Cloud-native readiness in seconds, not years.
How to get to cloud native readiness in two minutes flat!
I used to have a boss who often said…
“I want to have an idea in the morning and put it in production that same evening”.
It’s a simple idea. A simple Ideal. But somehow one that’s incredibly difficult to achieve, even with years of work by smart engineers.
I should know. I’ve worked with smart engineers for many years now. I used to work for large software companies in Chief Software Architect roles designing cloud infrastructure which was supposed to facilitate this kind of same-day agility. I noticed that developers spent quite a bit of time learning Kubernetes, Istio, Prometheus, Grafana, Vault, AWS concepts, along with the dozens of other technologies modern cloud architecture requires. Keeping on top of all the latest techniques, tools, versions and best practices is hard but not impossible and learning a new technology can be rewarding, but there was a big problem.
A Big Dam Problem
The problem was that no matter how many times I or the developers around me reinvented the Ops part of DevOps to get better availability, scalability, security, or lower latency, we always ended up having to turn around and do it again and never did get to the point where we could put an idea into production the same day. My old boss never did get what he wanted.
The ceremonial overhead of configuring logging, tracing, metrics, secrets management, load balancing, service discovery, scaling, TLS, MTLS, DNS, ingress controllers, networking security configuration and such — eat a very significant portion of every project I’ve ever seen.

Entries:
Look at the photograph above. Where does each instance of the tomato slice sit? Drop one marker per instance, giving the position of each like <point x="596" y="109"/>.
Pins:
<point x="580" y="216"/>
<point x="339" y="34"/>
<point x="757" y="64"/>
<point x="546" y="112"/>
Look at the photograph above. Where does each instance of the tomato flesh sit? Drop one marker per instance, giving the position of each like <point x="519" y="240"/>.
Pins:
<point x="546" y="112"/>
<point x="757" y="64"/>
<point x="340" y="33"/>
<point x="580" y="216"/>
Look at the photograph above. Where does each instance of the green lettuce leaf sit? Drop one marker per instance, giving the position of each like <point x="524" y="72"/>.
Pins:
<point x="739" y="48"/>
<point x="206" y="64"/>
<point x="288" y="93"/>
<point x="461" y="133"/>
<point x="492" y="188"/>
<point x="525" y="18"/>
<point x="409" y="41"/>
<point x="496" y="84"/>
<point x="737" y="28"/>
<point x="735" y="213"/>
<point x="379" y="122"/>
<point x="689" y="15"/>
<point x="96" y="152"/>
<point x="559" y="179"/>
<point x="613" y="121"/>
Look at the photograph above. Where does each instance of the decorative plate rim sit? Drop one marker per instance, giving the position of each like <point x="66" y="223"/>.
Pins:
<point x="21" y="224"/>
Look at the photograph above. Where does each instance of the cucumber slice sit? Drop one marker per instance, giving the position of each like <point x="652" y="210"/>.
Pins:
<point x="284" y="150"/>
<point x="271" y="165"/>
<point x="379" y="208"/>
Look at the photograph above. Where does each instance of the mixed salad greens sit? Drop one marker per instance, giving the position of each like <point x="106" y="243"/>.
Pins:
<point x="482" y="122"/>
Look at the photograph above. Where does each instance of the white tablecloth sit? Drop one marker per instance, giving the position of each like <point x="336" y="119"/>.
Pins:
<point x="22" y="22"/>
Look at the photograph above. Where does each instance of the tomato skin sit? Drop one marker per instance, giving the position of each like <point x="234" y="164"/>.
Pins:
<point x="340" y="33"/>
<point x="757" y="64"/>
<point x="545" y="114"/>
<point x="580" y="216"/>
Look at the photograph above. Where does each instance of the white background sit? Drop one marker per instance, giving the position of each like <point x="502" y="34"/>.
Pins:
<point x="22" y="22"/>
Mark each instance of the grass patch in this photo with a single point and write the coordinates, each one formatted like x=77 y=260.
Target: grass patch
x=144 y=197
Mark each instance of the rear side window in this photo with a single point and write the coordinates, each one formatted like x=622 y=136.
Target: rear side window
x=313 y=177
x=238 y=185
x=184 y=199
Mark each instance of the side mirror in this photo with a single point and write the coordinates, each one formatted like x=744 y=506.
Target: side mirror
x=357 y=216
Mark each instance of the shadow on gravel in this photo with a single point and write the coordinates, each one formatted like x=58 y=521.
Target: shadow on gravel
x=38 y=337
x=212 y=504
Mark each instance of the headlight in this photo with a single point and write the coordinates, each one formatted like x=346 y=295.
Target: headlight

Exercise 1:
Rewrite the paragraph of the cloud-native readiness post that begins "I should know." as a short bulleted list that keeps its main facts.
Exercise 2:
According to the cloud-native readiness post, what kind of roles did the writer hold at large software companies?
Exercise 3:
Carry on writing the cloud-native readiness post from the point where it stops.
You won't need the items to complete this work.

Output 1:
- The writer has worked with smart engineers for many years.
- The writer held Chief Software Architect roles at large software companies, designing cloud infrastructure meant to enable same-day agility.
- Developers spent a lot of time learning Kubernetes, Istio, Prometheus, Grafana, Vault, AWS concepts, and dozens of other technologies that modern cloud architecture requires.
- Keeping up with the latest techniques, tools, versions, and best practices is hard but not impossible, and learning a new technology can be rewarding.
- Even so, there was a big problem.

Output 2:
Chief Software Architect roles.

Output 3:
Every single project, and yet we’re doing the same kinds of things each time. It’s as though we feel the need to re-wire the house every time we plug in the TV. The strange thing is that we do need to re-wire the house every time. There’s not a way to just plug your app in and go. Some days it feels like we also need to build a big dam to generate the electricity.
This is a big dam problem.
As a developer your objective is to have reliable, always-available API endpoints that serve an elastic user count, no matter where users are. You want high availability and low-latency with uncompromising security, observability and serviceability, so you can fix it if anything breaks. Your objective is a backend API that just works and never fails. Developers should be solving, in the most efficient, secure and reliable manner, unique business problems and providing value to the organization’s customers. Not reinventing for the millionth time what every organization on the planet is re-inventing — the Ops part in DevOps.
But for this to happen, the best practices in Ops would have to be codified into something that operates like a wall socket – giving you a platform for your app without having to learn fifty domains. An added benefit would be the ability to take a vacation without worrying about Kubernetes falling over, or the Ops wires getting crossed and causing a fire.
A Dan Clone?
I’ve spent a lot of time thinking about this problem. Ironically, though, a key to solving the problem came during a part of my career when I didn’t have to think about it quite as much.
I was working at SAP alongside this genius Ops guy named Dan Wilson. I knew Kubernetes, but Dan was like a Kubernetes magician. And his skills didn’t stop there. He knew Istio, Vault, Consul, Terraform and the rest of the Ops stack and he knew how to make them work together. It was a huge relief and it made me and the people around me far more productive. So much so that I started thinking to myself “the world needs Dan-Wilson-as-a-Service – DWaaS for short – so that developers can get back to doing what they do best”. Every dev team should have DWaaS, but of course most don’t.
At first, this was just a passing thought. I moved on from SAP to VMWare to serve as Chief Software Architect for their Cloud Services Platform. But the idea stayed with me and kept growing until it was all I could think about. I decided to make a move.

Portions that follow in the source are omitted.